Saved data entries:
:::
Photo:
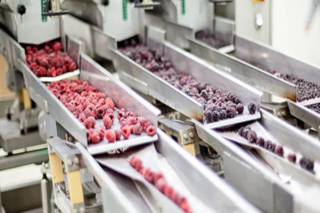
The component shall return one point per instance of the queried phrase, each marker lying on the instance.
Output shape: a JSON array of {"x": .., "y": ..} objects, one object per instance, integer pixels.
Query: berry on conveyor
[
  {"x": 279, "y": 150},
  {"x": 126, "y": 132},
  {"x": 137, "y": 129},
  {"x": 252, "y": 108},
  {"x": 240, "y": 108},
  {"x": 107, "y": 122},
  {"x": 101, "y": 132},
  {"x": 306, "y": 164},
  {"x": 111, "y": 135},
  {"x": 151, "y": 130},
  {"x": 260, "y": 141},
  {"x": 292, "y": 157},
  {"x": 95, "y": 138},
  {"x": 252, "y": 136},
  {"x": 118, "y": 134}
]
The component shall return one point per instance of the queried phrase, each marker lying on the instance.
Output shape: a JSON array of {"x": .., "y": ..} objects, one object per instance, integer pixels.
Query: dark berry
[
  {"x": 240, "y": 108},
  {"x": 252, "y": 137},
  {"x": 252, "y": 108},
  {"x": 215, "y": 116},
  {"x": 292, "y": 157},
  {"x": 279, "y": 150},
  {"x": 260, "y": 141},
  {"x": 306, "y": 164},
  {"x": 231, "y": 112}
]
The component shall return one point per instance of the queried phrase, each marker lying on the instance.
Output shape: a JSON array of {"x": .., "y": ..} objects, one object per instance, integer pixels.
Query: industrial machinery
[{"x": 91, "y": 177}]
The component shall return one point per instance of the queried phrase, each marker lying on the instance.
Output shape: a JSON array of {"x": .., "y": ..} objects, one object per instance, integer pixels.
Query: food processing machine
[{"x": 91, "y": 177}]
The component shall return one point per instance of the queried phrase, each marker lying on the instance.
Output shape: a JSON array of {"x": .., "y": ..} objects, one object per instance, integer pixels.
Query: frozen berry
[
  {"x": 101, "y": 132},
  {"x": 252, "y": 108},
  {"x": 306, "y": 164},
  {"x": 118, "y": 134},
  {"x": 157, "y": 176},
  {"x": 231, "y": 112},
  {"x": 110, "y": 103},
  {"x": 252, "y": 137},
  {"x": 151, "y": 130},
  {"x": 137, "y": 129},
  {"x": 240, "y": 108},
  {"x": 107, "y": 122},
  {"x": 95, "y": 138},
  {"x": 215, "y": 116},
  {"x": 292, "y": 158},
  {"x": 168, "y": 190},
  {"x": 111, "y": 135},
  {"x": 160, "y": 184},
  {"x": 126, "y": 132},
  {"x": 260, "y": 141},
  {"x": 88, "y": 135},
  {"x": 279, "y": 150},
  {"x": 148, "y": 175}
]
:::
Transcribe the records above exactly, leaving out every picture.

Photo:
The component shall return one point per instance of the queried phrase, each marker lying on the instance.
Output shape: a JSON array of {"x": .., "y": ..} objects, one object per instance, integer pixels.
Query: berry on conveyor
[
  {"x": 279, "y": 150},
  {"x": 126, "y": 132},
  {"x": 137, "y": 129},
  {"x": 252, "y": 108},
  {"x": 240, "y": 108},
  {"x": 107, "y": 122},
  {"x": 101, "y": 132},
  {"x": 306, "y": 164},
  {"x": 111, "y": 135},
  {"x": 151, "y": 130},
  {"x": 260, "y": 141},
  {"x": 292, "y": 157},
  {"x": 95, "y": 138},
  {"x": 252, "y": 136},
  {"x": 118, "y": 134}
]
The component shall return one point per instance of the queried phrase, each marker lying on the instance.
Output shape: a JSON array of {"x": .., "y": ..} objects, one object per instance, integer pixels.
Query: dark berry
[
  {"x": 240, "y": 108},
  {"x": 252, "y": 137},
  {"x": 252, "y": 108},
  {"x": 215, "y": 116},
  {"x": 292, "y": 157},
  {"x": 279, "y": 150},
  {"x": 260, "y": 141},
  {"x": 306, "y": 164},
  {"x": 231, "y": 112}
]
The component shall return one point per instance of the queried phrase, each marker lying on the instance.
Output shape: a JSON array of {"x": .., "y": ..} objects, one object per instance, integer pixels.
Query: industrial machinery
[{"x": 91, "y": 177}]
The component shall return one point per instance of the queried phrase, each marker lying on the instance.
Output shape: a JSON array of {"x": .., "y": ..} objects, one object per instance, integer pixels.
Query: food processing machine
[{"x": 91, "y": 177}]
The component shall return one point per instance of the queried phrase, each marker lying on the instance.
Output shape: a JSON array of {"x": .., "y": ..} objects, one object per instance, integer pixels.
Query: frozen berry
[
  {"x": 101, "y": 132},
  {"x": 252, "y": 108},
  {"x": 306, "y": 164},
  {"x": 118, "y": 134},
  {"x": 157, "y": 176},
  {"x": 231, "y": 112},
  {"x": 110, "y": 103},
  {"x": 252, "y": 137},
  {"x": 151, "y": 130},
  {"x": 137, "y": 129},
  {"x": 240, "y": 108},
  {"x": 107, "y": 122},
  {"x": 95, "y": 138},
  {"x": 215, "y": 116},
  {"x": 292, "y": 158},
  {"x": 168, "y": 190},
  {"x": 111, "y": 135},
  {"x": 160, "y": 184},
  {"x": 126, "y": 132},
  {"x": 260, "y": 141},
  {"x": 88, "y": 135},
  {"x": 279, "y": 150},
  {"x": 148, "y": 175}
]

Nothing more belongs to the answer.